> **Data in this exercise**
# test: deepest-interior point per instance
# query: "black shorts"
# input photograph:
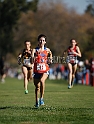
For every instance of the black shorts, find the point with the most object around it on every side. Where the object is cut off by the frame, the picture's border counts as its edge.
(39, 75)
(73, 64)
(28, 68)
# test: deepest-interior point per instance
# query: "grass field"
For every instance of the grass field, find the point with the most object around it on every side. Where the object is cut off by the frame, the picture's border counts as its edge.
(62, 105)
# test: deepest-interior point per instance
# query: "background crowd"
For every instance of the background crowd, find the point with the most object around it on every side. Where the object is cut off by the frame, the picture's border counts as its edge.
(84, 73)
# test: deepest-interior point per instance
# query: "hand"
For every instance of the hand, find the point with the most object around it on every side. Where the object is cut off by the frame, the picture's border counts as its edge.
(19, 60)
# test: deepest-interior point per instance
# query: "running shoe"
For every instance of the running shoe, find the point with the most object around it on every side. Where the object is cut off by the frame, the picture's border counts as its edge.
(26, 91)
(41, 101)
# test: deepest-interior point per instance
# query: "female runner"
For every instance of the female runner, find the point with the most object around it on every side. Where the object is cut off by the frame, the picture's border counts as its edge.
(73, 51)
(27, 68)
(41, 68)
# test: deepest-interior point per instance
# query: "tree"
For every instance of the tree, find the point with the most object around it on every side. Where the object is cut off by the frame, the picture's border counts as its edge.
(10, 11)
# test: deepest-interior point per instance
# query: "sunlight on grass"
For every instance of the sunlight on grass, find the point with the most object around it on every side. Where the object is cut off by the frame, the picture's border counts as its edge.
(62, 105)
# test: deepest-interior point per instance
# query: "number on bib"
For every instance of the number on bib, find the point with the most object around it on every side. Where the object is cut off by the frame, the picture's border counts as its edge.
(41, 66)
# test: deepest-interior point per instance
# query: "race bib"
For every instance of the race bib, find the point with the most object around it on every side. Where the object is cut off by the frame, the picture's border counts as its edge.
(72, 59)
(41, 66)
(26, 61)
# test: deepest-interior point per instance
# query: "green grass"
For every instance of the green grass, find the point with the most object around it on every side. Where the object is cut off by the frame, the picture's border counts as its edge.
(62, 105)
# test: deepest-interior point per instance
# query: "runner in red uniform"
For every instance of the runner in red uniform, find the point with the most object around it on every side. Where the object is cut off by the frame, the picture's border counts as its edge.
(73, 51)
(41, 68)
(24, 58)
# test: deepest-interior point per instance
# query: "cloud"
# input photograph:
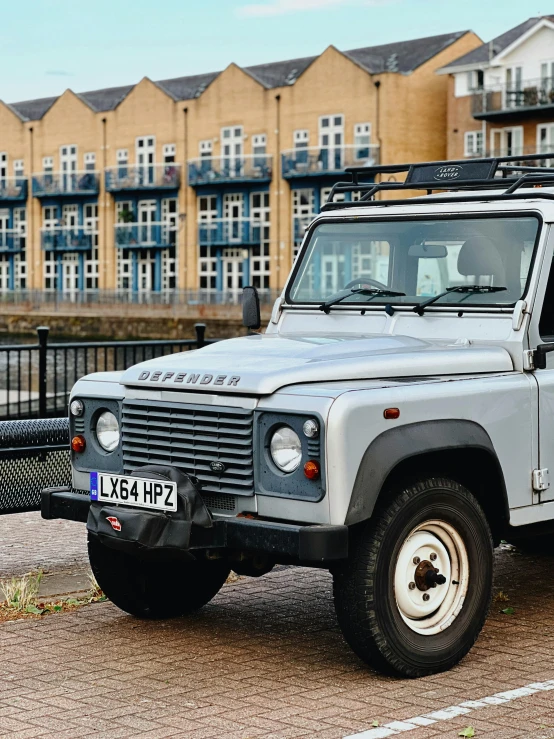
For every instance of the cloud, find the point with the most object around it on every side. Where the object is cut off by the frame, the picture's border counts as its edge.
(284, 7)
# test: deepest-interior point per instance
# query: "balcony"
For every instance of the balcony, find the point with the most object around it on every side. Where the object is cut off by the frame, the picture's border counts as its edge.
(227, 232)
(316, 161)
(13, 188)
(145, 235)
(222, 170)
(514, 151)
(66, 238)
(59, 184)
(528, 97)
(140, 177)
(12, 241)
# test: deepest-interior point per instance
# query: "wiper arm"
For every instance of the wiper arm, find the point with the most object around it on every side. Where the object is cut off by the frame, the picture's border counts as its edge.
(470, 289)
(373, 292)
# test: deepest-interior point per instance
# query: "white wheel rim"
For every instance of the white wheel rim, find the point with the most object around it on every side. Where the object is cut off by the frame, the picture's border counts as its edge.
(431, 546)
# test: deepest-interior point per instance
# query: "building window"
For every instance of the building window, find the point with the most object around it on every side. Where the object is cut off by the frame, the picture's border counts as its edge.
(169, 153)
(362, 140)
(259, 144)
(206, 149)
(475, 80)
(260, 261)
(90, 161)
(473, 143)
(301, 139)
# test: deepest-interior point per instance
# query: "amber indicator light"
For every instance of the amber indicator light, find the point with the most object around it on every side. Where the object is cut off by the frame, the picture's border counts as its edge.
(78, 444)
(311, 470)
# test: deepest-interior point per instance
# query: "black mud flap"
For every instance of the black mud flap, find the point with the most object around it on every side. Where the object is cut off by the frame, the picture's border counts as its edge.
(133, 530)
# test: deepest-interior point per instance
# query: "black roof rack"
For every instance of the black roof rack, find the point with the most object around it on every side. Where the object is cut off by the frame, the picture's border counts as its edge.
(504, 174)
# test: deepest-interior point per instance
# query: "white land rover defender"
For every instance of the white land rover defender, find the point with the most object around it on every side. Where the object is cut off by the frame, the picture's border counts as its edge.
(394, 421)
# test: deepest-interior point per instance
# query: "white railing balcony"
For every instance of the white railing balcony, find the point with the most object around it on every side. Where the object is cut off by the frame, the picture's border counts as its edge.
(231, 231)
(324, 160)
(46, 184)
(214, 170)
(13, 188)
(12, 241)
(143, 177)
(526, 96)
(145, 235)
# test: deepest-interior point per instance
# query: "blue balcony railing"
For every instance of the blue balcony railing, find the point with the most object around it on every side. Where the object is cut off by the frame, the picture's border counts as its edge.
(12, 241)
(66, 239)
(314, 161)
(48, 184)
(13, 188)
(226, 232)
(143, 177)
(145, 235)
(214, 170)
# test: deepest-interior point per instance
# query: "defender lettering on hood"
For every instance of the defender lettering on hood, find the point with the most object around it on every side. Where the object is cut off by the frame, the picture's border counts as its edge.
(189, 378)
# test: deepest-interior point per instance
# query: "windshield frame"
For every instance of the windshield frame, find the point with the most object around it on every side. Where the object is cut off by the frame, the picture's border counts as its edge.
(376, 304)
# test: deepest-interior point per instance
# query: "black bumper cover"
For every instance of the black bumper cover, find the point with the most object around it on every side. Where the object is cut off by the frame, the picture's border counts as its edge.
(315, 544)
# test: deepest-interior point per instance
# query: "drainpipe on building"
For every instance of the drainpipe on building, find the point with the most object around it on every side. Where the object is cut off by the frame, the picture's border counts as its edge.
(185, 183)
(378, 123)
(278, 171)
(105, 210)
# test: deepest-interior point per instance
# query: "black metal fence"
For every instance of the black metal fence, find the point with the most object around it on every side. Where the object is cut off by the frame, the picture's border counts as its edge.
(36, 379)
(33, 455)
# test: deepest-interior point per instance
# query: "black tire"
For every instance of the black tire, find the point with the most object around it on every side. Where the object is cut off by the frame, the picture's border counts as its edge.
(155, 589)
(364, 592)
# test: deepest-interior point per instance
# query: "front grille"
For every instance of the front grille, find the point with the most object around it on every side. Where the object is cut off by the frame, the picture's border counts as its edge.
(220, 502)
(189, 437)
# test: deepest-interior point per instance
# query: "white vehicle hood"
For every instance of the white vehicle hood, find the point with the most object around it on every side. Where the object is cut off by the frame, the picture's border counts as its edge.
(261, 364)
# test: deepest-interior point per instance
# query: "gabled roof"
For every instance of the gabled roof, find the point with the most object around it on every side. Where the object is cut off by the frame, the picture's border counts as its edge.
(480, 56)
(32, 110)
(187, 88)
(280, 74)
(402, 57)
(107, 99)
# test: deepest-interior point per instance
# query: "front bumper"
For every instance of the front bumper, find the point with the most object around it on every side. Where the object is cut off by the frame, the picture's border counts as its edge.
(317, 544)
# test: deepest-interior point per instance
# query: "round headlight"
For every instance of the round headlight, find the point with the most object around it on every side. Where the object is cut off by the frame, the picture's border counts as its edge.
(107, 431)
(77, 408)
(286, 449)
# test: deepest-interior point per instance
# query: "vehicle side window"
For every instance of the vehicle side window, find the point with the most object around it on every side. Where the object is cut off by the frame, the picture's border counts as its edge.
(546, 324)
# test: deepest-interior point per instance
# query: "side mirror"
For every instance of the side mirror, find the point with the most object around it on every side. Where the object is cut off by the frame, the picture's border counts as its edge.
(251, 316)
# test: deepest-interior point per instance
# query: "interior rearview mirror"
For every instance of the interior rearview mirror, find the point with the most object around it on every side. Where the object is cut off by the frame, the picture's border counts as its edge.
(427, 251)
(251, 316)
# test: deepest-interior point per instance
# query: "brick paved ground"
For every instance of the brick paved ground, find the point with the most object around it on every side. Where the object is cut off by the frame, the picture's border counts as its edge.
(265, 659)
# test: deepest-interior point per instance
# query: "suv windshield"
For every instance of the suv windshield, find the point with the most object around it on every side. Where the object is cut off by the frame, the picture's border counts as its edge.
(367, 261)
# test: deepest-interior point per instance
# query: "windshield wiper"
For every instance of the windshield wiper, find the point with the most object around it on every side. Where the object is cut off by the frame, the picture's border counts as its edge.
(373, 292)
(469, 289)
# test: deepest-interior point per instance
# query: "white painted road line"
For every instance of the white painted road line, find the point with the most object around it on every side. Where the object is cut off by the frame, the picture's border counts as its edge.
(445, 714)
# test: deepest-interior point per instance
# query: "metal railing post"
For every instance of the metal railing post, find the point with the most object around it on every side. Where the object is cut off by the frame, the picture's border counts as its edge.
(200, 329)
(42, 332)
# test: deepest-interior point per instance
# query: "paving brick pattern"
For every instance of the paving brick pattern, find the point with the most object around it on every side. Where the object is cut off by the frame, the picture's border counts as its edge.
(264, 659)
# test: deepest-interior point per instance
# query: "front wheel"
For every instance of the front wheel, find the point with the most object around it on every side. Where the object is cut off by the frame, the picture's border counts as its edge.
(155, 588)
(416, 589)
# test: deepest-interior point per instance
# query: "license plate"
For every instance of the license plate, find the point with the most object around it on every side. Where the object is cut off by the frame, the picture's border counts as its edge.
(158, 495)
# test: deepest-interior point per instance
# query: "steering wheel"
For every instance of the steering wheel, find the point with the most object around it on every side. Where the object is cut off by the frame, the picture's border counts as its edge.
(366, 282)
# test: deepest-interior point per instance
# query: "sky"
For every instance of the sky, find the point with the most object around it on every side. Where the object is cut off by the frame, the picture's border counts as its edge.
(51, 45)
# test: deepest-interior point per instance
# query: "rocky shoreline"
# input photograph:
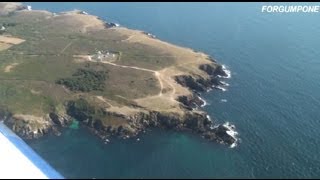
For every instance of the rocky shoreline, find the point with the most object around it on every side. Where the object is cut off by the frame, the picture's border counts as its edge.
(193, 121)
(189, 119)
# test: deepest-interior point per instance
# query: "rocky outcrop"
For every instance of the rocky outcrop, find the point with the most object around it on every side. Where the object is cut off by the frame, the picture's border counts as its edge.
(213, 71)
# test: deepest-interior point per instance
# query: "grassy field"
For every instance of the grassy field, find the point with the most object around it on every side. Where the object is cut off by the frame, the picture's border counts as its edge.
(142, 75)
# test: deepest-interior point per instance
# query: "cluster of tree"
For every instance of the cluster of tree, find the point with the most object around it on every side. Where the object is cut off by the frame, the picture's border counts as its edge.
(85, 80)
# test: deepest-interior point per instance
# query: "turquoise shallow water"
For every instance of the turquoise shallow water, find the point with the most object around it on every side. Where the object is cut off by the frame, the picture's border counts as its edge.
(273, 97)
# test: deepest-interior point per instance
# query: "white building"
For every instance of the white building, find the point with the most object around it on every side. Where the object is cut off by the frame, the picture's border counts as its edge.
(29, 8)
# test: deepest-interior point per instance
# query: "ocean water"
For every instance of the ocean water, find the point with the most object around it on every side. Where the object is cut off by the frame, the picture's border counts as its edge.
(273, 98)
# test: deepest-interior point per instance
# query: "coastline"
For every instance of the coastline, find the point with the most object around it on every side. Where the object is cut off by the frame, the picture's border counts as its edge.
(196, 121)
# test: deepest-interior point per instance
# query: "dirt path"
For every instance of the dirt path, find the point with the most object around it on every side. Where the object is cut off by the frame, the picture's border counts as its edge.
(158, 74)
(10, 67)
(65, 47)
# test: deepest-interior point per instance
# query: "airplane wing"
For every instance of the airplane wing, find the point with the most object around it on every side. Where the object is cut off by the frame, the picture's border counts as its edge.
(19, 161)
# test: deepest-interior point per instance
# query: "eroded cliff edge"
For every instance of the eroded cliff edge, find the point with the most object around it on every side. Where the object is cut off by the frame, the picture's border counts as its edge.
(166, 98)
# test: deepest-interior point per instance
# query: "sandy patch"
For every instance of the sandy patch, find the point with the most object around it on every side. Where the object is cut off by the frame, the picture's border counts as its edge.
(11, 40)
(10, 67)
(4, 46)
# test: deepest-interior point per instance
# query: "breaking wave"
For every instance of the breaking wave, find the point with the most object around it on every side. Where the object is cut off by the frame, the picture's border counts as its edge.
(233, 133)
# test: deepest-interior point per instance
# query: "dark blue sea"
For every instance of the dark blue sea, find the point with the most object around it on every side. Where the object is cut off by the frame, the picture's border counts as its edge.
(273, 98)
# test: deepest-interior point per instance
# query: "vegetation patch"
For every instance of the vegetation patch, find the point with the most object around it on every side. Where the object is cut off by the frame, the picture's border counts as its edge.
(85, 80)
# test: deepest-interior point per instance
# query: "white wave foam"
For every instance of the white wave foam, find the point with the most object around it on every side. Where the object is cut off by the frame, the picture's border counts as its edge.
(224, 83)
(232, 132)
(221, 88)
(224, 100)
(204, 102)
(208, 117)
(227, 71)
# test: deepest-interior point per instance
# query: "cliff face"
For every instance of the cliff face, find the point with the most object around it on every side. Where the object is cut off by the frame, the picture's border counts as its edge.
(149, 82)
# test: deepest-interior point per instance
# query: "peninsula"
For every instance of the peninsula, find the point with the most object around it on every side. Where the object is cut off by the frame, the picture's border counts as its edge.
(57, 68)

> **Given task**
Please gather every line from the rows above that contains the string "plate", and copy each one out. Case counts.

> **Full solution**
# query: "license plate"
For every instance of the license plate, find the point with the most object around it on every side. Where the object is cut off by the frame, the picture's border counts as its edge.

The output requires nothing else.